Google has launched its latest experiment in generative AI, named Whisk, a tool that aims to transform the creative process by allowing users to generate images through prompts based on other images.
Unlike traditional image generation tools that rely on detailed text descriptions, Whisk enables users to drag and drop images for the subject, scene, and style, and remix them to create unique visuals, said Google in its blog post.
As per the tech giant, the process is powered by Google’s Gemini model, which automatically generates a detailed caption based on the inputted images. These captions are then used to feed into Google’s Imagen 3, the company’s latest image generation model. Whisk’s approach captures the essence of the subject rather than producing an exact replica, enabling users to experiment with combinations in novel ways.
Google describes Whisk as a tool for rapid visual exploration, designed for users to quickly create and iterate on a wide range of visual concepts. The platform is not intended as a traditional image editor but as a space for creatives to explore ideas in a flexible, iterative manner, added the California-based company. The result is a mix of new possibilities, from digital plush toys to enamel pins and stickers.

*Data shown:*
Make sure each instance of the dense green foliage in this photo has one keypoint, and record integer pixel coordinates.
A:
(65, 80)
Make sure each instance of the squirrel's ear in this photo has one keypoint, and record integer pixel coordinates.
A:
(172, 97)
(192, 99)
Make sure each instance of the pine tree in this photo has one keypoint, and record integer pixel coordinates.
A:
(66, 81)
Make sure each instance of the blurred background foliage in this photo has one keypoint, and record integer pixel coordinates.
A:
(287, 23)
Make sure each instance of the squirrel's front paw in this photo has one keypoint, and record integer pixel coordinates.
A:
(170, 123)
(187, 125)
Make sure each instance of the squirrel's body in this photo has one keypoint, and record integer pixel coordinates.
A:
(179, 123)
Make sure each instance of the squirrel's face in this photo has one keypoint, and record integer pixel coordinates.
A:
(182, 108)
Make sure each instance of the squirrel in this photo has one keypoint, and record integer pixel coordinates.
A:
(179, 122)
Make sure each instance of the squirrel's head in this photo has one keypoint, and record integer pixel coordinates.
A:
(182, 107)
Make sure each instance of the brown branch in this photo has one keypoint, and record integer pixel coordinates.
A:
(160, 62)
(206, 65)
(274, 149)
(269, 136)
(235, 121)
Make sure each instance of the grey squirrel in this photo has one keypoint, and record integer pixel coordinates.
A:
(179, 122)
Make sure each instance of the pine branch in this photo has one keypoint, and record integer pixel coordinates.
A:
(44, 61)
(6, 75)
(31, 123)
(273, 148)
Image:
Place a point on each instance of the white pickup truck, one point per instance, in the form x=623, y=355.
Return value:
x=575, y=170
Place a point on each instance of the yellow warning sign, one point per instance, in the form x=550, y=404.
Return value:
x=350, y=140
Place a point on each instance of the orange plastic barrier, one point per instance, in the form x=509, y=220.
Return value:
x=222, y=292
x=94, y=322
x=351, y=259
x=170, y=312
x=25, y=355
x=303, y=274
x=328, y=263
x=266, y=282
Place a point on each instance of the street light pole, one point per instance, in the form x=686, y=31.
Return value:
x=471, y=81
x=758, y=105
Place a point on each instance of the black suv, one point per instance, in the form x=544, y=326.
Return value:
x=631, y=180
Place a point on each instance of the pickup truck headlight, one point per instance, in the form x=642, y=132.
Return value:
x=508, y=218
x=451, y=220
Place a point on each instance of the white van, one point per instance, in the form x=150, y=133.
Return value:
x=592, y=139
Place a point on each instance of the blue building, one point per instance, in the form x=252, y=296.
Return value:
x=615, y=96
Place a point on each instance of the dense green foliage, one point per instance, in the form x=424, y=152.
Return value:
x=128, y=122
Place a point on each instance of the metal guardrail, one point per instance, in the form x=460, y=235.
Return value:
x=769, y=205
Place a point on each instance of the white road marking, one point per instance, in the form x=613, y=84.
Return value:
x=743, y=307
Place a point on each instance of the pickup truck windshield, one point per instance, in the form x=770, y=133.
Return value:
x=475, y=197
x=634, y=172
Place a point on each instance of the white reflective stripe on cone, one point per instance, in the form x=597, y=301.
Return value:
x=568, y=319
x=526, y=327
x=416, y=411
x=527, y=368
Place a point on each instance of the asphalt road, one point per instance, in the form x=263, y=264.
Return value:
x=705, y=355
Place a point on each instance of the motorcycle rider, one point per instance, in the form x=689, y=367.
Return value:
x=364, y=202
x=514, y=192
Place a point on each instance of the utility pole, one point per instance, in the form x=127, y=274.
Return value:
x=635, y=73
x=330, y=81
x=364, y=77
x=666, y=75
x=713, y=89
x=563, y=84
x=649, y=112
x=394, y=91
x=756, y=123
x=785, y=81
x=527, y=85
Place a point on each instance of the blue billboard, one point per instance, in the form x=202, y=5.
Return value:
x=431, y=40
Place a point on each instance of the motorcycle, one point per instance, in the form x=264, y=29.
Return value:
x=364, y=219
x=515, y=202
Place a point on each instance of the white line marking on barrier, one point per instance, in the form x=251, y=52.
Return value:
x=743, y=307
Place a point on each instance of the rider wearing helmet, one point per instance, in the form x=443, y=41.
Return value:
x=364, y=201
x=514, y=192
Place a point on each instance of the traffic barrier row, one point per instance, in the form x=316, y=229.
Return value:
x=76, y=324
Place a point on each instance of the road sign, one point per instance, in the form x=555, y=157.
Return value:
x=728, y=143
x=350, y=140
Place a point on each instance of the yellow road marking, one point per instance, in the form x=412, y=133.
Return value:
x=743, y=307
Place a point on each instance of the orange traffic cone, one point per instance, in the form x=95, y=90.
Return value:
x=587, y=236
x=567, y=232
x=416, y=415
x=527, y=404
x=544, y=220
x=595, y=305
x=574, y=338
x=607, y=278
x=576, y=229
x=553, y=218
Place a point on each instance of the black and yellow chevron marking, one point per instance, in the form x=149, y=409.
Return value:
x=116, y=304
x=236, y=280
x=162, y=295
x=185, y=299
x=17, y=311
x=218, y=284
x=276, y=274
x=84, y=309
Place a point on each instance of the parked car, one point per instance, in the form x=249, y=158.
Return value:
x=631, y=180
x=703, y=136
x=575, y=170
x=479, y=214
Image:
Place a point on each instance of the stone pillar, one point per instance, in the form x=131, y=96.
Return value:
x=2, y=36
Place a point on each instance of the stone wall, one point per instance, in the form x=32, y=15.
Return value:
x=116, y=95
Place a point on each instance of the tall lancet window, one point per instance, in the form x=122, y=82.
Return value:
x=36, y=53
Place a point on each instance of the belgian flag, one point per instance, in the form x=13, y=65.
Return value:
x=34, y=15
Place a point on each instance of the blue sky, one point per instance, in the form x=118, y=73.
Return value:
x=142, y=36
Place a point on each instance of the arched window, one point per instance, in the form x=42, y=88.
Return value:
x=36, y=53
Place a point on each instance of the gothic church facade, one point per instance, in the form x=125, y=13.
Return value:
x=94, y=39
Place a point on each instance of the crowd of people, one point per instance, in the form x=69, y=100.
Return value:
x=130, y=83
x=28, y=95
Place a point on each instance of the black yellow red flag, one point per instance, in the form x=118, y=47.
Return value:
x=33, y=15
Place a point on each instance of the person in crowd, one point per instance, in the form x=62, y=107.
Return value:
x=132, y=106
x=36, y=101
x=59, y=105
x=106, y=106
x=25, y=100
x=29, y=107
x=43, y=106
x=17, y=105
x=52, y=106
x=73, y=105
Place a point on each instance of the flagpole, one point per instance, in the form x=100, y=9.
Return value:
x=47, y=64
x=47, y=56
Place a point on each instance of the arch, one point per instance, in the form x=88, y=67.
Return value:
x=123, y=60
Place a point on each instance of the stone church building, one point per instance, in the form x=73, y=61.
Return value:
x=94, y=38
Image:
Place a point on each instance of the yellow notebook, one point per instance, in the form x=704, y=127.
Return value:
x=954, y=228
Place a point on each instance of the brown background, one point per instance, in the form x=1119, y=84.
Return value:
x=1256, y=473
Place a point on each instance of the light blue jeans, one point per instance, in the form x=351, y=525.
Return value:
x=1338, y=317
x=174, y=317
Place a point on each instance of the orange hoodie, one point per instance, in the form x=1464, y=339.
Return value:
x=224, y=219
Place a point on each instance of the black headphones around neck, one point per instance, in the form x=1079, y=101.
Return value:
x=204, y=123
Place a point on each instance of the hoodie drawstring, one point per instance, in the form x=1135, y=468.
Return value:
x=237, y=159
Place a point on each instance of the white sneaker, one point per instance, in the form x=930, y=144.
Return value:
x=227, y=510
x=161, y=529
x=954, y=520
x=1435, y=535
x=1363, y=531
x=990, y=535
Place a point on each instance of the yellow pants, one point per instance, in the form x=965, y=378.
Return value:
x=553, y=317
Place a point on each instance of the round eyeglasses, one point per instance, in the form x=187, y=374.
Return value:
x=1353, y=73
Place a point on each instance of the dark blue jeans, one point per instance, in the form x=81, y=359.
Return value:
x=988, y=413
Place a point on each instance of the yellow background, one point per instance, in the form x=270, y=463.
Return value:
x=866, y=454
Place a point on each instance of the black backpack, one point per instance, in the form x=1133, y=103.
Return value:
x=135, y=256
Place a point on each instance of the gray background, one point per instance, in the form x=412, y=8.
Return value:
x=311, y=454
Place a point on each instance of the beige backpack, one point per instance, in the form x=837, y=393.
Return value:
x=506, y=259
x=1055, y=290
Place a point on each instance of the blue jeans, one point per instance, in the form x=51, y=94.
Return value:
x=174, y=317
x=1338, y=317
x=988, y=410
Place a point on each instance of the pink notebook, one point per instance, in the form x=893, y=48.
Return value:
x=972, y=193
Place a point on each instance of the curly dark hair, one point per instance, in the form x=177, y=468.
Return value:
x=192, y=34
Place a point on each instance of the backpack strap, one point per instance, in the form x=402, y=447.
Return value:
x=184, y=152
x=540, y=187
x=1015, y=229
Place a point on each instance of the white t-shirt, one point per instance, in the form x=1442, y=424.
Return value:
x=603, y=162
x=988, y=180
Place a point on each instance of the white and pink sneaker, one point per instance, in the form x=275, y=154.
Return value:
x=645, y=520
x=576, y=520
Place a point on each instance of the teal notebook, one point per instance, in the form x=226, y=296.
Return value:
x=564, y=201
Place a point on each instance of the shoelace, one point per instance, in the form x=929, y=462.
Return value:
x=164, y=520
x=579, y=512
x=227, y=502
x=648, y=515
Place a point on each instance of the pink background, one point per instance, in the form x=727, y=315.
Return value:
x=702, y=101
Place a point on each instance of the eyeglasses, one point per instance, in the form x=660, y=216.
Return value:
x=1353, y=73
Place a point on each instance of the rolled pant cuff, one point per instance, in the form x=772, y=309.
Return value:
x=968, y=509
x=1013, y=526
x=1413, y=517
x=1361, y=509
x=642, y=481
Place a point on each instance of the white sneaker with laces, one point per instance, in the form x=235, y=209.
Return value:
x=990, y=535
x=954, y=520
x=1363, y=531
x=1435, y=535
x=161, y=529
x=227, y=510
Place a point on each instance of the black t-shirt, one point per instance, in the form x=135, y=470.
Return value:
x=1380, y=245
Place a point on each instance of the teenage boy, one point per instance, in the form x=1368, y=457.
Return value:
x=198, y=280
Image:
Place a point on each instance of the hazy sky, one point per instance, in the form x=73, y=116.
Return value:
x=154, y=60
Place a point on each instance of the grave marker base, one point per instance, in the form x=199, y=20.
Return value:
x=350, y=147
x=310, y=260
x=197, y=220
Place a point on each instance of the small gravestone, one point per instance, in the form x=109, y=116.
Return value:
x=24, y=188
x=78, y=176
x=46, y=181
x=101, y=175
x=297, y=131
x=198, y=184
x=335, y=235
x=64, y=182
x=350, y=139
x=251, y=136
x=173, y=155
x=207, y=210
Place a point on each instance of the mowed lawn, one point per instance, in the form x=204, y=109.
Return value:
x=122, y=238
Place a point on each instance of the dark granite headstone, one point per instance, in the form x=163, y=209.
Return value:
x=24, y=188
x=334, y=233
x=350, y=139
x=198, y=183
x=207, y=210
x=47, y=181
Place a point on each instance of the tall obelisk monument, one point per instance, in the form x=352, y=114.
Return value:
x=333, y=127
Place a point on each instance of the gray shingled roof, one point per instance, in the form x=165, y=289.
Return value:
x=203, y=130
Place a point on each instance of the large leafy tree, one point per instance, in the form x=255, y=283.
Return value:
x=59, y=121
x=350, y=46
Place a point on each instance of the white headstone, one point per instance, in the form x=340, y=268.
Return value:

*Exercise prompt:* According to the passage about Whisk, which Google model receives the captions to generate the images?

*Exercise result:* Imagen 3